Return every line of the data that contains the string "blonde". Matching is case-sensitive.

[START]

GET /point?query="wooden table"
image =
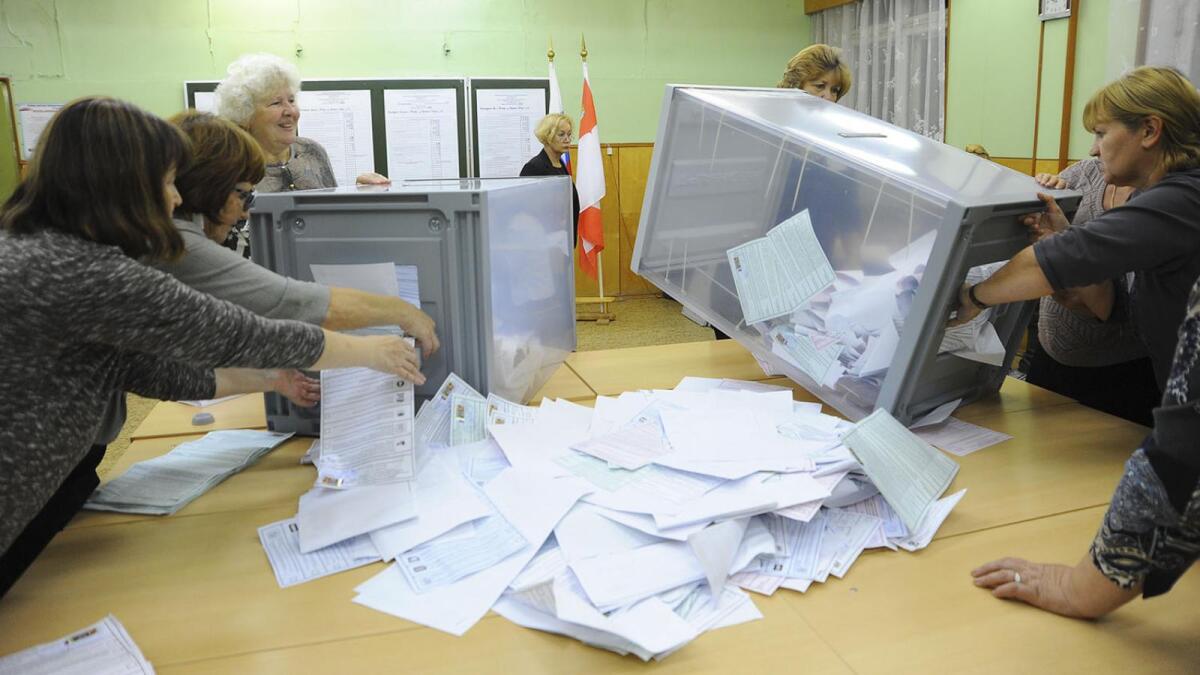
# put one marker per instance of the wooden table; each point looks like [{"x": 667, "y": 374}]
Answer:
[{"x": 198, "y": 596}]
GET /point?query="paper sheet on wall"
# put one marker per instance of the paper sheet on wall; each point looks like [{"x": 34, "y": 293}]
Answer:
[
  {"x": 34, "y": 118},
  {"x": 341, "y": 121},
  {"x": 423, "y": 132},
  {"x": 505, "y": 119}
]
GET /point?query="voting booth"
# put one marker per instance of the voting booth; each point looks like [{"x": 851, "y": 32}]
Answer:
[
  {"x": 489, "y": 260},
  {"x": 833, "y": 245}
]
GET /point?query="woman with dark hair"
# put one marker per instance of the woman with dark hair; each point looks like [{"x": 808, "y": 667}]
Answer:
[
  {"x": 84, "y": 318},
  {"x": 216, "y": 190}
]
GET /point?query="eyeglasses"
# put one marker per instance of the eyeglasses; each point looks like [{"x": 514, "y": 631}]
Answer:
[
  {"x": 247, "y": 197},
  {"x": 289, "y": 181}
]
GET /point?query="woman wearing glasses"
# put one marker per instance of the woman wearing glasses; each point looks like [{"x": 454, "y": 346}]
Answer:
[
  {"x": 555, "y": 133},
  {"x": 217, "y": 189},
  {"x": 85, "y": 320},
  {"x": 259, "y": 95}
]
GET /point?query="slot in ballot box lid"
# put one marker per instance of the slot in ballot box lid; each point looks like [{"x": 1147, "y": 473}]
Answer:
[
  {"x": 833, "y": 244},
  {"x": 492, "y": 263}
]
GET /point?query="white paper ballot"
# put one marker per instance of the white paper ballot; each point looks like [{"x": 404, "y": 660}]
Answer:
[
  {"x": 777, "y": 274},
  {"x": 929, "y": 525},
  {"x": 460, "y": 553},
  {"x": 503, "y": 411},
  {"x": 102, "y": 649},
  {"x": 505, "y": 119},
  {"x": 423, "y": 132},
  {"x": 468, "y": 419},
  {"x": 281, "y": 541},
  {"x": 960, "y": 437},
  {"x": 444, "y": 497},
  {"x": 327, "y": 517},
  {"x": 341, "y": 121},
  {"x": 909, "y": 472},
  {"x": 533, "y": 503},
  {"x": 820, "y": 364},
  {"x": 715, "y": 548},
  {"x": 433, "y": 419},
  {"x": 366, "y": 428}
]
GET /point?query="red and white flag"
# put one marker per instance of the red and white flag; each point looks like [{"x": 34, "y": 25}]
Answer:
[{"x": 589, "y": 183}]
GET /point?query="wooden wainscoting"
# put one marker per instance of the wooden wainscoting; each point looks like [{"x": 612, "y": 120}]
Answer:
[{"x": 625, "y": 169}]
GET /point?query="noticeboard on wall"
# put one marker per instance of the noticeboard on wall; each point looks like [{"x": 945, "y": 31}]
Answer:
[{"x": 405, "y": 129}]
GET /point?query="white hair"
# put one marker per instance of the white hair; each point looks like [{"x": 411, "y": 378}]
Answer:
[{"x": 250, "y": 81}]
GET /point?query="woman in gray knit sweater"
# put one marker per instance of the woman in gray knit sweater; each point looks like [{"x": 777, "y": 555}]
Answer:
[{"x": 85, "y": 318}]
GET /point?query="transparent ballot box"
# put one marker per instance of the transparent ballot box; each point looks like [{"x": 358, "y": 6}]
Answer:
[
  {"x": 833, "y": 245},
  {"x": 489, "y": 260}
]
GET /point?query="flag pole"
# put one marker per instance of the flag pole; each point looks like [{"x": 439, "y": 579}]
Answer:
[{"x": 604, "y": 305}]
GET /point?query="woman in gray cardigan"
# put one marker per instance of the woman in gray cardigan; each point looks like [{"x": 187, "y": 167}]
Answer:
[{"x": 84, "y": 318}]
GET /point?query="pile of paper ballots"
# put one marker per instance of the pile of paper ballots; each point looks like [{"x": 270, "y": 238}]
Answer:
[
  {"x": 166, "y": 484},
  {"x": 102, "y": 649},
  {"x": 635, "y": 525},
  {"x": 841, "y": 328}
]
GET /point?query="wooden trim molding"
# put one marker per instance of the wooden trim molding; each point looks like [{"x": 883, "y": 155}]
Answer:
[
  {"x": 1068, "y": 85},
  {"x": 814, "y": 6}
]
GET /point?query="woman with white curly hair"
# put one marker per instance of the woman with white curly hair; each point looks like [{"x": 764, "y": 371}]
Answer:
[{"x": 259, "y": 94}]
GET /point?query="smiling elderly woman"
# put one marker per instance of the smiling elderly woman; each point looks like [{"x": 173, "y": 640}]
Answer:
[{"x": 259, "y": 95}]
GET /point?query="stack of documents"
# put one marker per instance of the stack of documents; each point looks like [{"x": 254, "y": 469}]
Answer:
[
  {"x": 166, "y": 484},
  {"x": 102, "y": 649},
  {"x": 636, "y": 525}
]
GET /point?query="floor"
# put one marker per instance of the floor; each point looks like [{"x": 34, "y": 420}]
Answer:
[{"x": 640, "y": 322}]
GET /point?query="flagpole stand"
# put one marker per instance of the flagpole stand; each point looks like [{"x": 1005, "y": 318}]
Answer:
[{"x": 604, "y": 316}]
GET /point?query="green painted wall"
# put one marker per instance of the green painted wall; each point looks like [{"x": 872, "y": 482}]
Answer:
[
  {"x": 993, "y": 77},
  {"x": 144, "y": 49}
]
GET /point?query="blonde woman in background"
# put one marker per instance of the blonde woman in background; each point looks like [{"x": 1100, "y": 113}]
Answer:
[
  {"x": 259, "y": 95},
  {"x": 555, "y": 132},
  {"x": 820, "y": 71}
]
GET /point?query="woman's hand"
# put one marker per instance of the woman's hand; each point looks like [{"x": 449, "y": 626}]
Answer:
[
  {"x": 1050, "y": 180},
  {"x": 966, "y": 311},
  {"x": 1045, "y": 586},
  {"x": 295, "y": 386},
  {"x": 1079, "y": 592},
  {"x": 372, "y": 178},
  {"x": 419, "y": 324},
  {"x": 396, "y": 356},
  {"x": 1048, "y": 221}
]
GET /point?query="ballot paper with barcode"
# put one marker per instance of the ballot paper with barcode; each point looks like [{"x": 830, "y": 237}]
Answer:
[
  {"x": 366, "y": 428},
  {"x": 102, "y": 649},
  {"x": 281, "y": 542},
  {"x": 909, "y": 472},
  {"x": 778, "y": 273}
]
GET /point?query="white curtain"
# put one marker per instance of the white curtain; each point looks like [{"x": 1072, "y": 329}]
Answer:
[
  {"x": 897, "y": 53},
  {"x": 1168, "y": 36}
]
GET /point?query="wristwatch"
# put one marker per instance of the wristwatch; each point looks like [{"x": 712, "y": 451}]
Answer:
[{"x": 975, "y": 299}]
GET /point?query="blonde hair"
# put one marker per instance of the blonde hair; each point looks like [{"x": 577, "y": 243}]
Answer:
[
  {"x": 250, "y": 81},
  {"x": 814, "y": 61},
  {"x": 1159, "y": 91},
  {"x": 549, "y": 125}
]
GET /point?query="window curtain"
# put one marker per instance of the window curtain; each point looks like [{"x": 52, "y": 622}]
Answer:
[
  {"x": 1168, "y": 36},
  {"x": 897, "y": 54}
]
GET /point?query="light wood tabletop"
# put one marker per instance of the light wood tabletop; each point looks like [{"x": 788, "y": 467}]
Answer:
[{"x": 197, "y": 595}]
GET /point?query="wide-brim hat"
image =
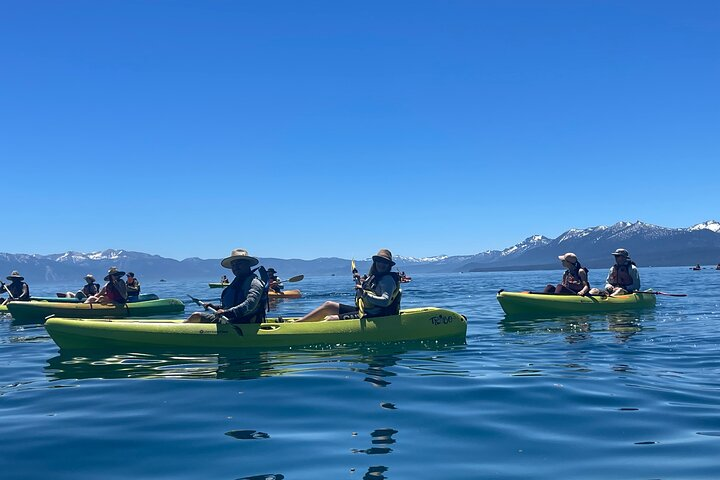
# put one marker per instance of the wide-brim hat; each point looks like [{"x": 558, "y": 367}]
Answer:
[
  {"x": 15, "y": 276},
  {"x": 384, "y": 254},
  {"x": 239, "y": 254},
  {"x": 113, "y": 272},
  {"x": 570, "y": 257}
]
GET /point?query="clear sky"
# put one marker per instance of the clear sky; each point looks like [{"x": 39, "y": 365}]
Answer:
[{"x": 300, "y": 129}]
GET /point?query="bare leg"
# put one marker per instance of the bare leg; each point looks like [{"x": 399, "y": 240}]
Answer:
[
  {"x": 327, "y": 308},
  {"x": 194, "y": 318}
]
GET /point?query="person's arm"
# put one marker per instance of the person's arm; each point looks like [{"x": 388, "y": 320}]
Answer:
[
  {"x": 582, "y": 273},
  {"x": 608, "y": 285},
  {"x": 121, "y": 288},
  {"x": 387, "y": 286},
  {"x": 250, "y": 304},
  {"x": 635, "y": 274}
]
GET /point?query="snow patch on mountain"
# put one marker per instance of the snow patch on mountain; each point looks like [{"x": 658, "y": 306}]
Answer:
[
  {"x": 530, "y": 242},
  {"x": 711, "y": 225}
]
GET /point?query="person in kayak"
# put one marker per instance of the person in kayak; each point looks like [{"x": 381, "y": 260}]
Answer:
[
  {"x": 623, "y": 277},
  {"x": 377, "y": 296},
  {"x": 114, "y": 291},
  {"x": 91, "y": 288},
  {"x": 244, "y": 300},
  {"x": 17, "y": 289},
  {"x": 275, "y": 283},
  {"x": 133, "y": 287},
  {"x": 575, "y": 279}
]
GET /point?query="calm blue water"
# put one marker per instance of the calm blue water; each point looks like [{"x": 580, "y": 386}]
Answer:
[{"x": 612, "y": 396}]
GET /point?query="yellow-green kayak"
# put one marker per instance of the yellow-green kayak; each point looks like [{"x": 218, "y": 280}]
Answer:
[
  {"x": 525, "y": 303},
  {"x": 412, "y": 324},
  {"x": 32, "y": 310}
]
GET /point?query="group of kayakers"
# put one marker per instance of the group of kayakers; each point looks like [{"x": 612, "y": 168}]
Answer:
[
  {"x": 244, "y": 300},
  {"x": 116, "y": 290},
  {"x": 623, "y": 277}
]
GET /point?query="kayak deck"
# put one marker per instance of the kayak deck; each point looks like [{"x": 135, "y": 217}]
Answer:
[
  {"x": 37, "y": 311},
  {"x": 412, "y": 324},
  {"x": 525, "y": 303}
]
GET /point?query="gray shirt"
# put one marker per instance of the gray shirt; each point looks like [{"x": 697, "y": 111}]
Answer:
[
  {"x": 634, "y": 274},
  {"x": 242, "y": 296},
  {"x": 380, "y": 296}
]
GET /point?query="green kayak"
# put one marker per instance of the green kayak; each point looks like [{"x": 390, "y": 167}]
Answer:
[
  {"x": 525, "y": 303},
  {"x": 142, "y": 298},
  {"x": 412, "y": 324},
  {"x": 37, "y": 311}
]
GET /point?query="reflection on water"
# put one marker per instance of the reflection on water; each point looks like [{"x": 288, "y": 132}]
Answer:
[
  {"x": 253, "y": 364},
  {"x": 267, "y": 476},
  {"x": 382, "y": 437},
  {"x": 578, "y": 328}
]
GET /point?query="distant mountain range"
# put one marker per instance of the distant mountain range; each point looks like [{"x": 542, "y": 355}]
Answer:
[{"x": 649, "y": 245}]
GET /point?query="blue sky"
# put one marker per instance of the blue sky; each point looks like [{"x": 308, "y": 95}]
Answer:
[{"x": 308, "y": 129}]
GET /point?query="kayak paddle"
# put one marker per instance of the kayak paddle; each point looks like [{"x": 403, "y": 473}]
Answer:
[
  {"x": 294, "y": 279},
  {"x": 205, "y": 305},
  {"x": 666, "y": 294}
]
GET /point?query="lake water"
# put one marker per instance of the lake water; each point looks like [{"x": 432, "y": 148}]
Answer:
[{"x": 632, "y": 395}]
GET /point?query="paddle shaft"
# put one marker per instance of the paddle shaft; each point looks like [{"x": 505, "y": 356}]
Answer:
[
  {"x": 206, "y": 306},
  {"x": 666, "y": 294},
  {"x": 12, "y": 297}
]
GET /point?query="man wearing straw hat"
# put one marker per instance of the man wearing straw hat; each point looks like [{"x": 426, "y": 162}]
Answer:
[
  {"x": 114, "y": 291},
  {"x": 623, "y": 277},
  {"x": 244, "y": 300},
  {"x": 378, "y": 295},
  {"x": 90, "y": 288},
  {"x": 17, "y": 289}
]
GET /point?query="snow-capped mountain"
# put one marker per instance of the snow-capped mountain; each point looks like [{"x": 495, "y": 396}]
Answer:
[
  {"x": 711, "y": 225},
  {"x": 648, "y": 244}
]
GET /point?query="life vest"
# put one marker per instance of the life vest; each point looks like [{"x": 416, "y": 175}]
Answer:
[
  {"x": 240, "y": 295},
  {"x": 113, "y": 295},
  {"x": 16, "y": 288},
  {"x": 572, "y": 280},
  {"x": 277, "y": 288},
  {"x": 369, "y": 284},
  {"x": 91, "y": 289},
  {"x": 620, "y": 275},
  {"x": 133, "y": 287}
]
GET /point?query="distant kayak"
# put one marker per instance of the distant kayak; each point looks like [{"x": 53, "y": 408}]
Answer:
[
  {"x": 285, "y": 294},
  {"x": 37, "y": 311},
  {"x": 271, "y": 294},
  {"x": 141, "y": 298},
  {"x": 524, "y": 303},
  {"x": 412, "y": 324}
]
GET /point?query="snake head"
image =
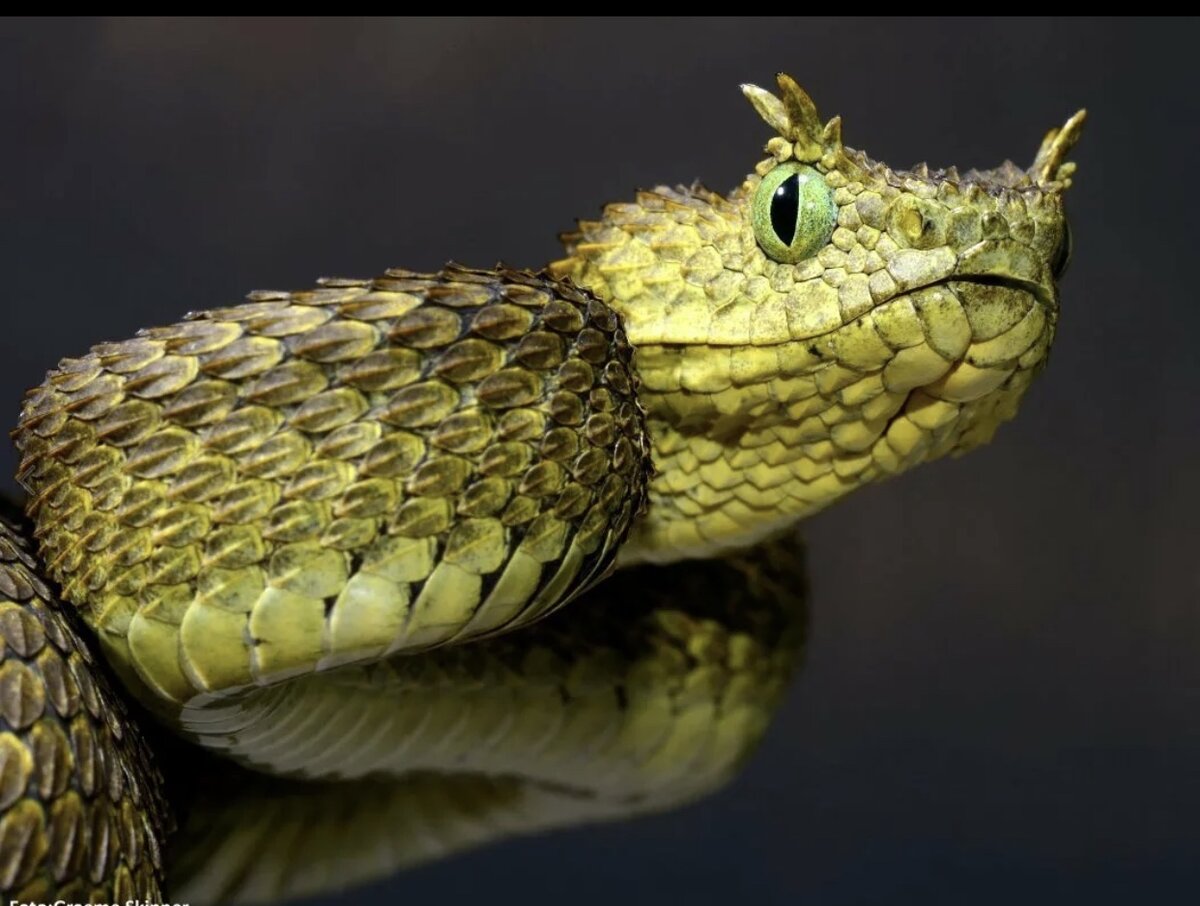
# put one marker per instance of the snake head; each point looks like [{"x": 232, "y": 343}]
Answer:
[{"x": 829, "y": 323}]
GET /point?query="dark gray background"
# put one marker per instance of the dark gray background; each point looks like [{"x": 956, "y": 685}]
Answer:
[{"x": 1002, "y": 693}]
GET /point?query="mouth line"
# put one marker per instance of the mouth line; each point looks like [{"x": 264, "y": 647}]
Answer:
[{"x": 1041, "y": 293}]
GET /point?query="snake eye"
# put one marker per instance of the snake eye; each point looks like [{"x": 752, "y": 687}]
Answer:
[{"x": 792, "y": 213}]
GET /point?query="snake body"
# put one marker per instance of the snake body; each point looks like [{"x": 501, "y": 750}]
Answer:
[{"x": 325, "y": 535}]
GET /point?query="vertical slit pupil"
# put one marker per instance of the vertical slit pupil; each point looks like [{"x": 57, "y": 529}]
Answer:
[{"x": 785, "y": 205}]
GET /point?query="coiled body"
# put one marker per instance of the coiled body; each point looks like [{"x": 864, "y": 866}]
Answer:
[{"x": 329, "y": 538}]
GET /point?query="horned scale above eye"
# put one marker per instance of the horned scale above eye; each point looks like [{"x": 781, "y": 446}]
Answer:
[{"x": 243, "y": 502}]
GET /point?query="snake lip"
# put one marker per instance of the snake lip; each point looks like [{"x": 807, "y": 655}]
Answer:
[{"x": 1041, "y": 292}]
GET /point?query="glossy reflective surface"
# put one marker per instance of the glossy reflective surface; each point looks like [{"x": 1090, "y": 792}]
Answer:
[{"x": 1000, "y": 696}]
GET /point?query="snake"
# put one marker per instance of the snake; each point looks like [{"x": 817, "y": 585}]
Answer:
[{"x": 286, "y": 606}]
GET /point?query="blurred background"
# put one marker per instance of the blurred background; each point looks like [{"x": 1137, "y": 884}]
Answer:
[{"x": 1002, "y": 694}]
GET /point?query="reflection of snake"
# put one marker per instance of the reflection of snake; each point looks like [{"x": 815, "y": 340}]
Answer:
[{"x": 244, "y": 501}]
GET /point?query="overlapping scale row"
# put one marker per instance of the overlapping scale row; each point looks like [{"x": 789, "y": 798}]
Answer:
[
  {"x": 317, "y": 478},
  {"x": 647, "y": 693},
  {"x": 81, "y": 808}
]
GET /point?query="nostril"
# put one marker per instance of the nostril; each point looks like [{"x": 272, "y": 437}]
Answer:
[{"x": 1062, "y": 253}]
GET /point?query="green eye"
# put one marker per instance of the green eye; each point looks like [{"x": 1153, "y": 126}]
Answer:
[{"x": 792, "y": 213}]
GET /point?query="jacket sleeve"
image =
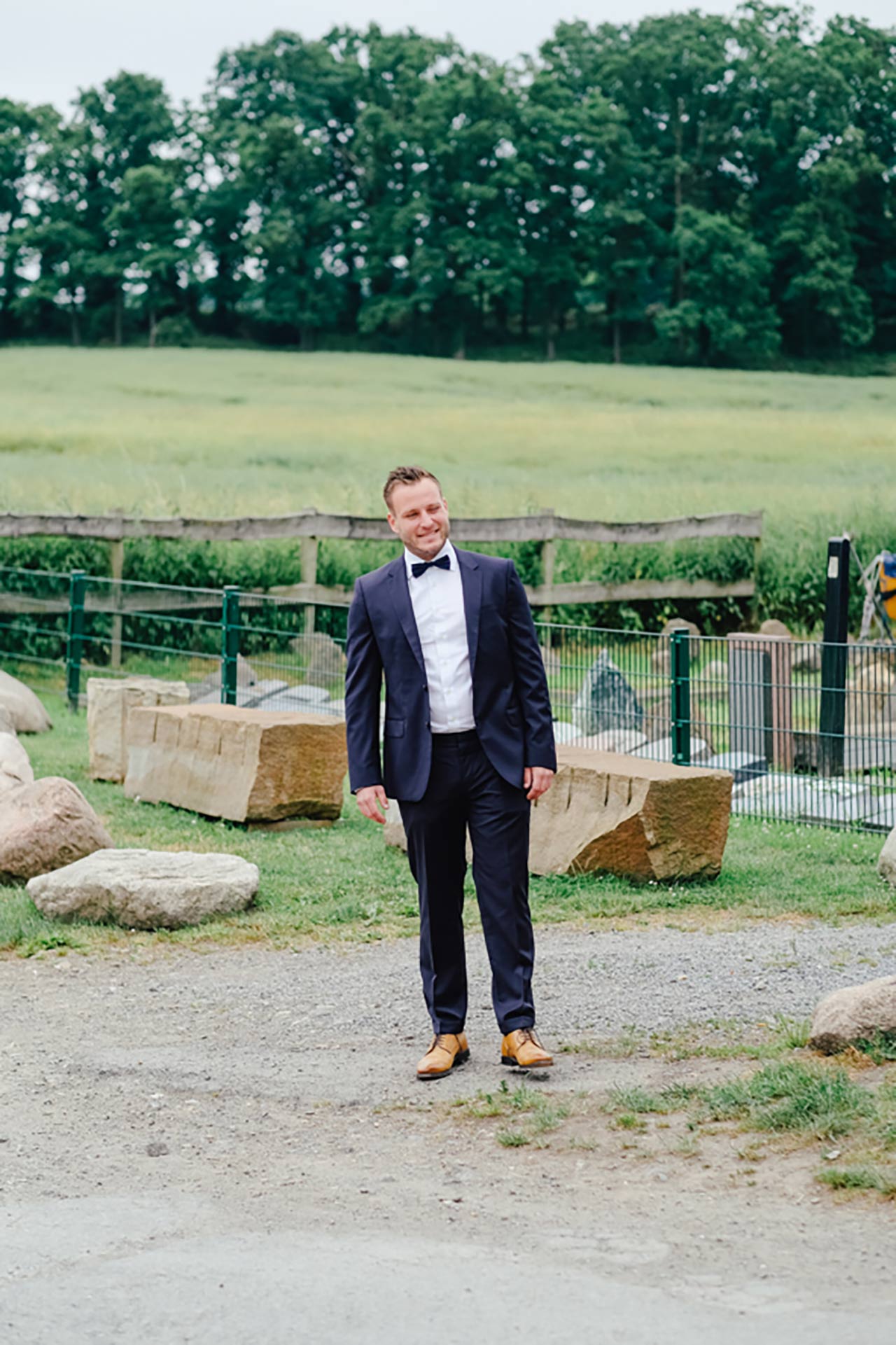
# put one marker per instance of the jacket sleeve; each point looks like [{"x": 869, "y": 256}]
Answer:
[
  {"x": 363, "y": 683},
  {"x": 532, "y": 682}
]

[END]

THE RESULT:
GET /point?query="blonde woman in background"
# put one marker per instance of the blonde woman in background; each point looks like [{"x": 1100, "y": 113}]
GET /point?query="blonde hair"
# put one marker per instance of the blonde hair; each point looks like [{"x": 577, "y": 243}]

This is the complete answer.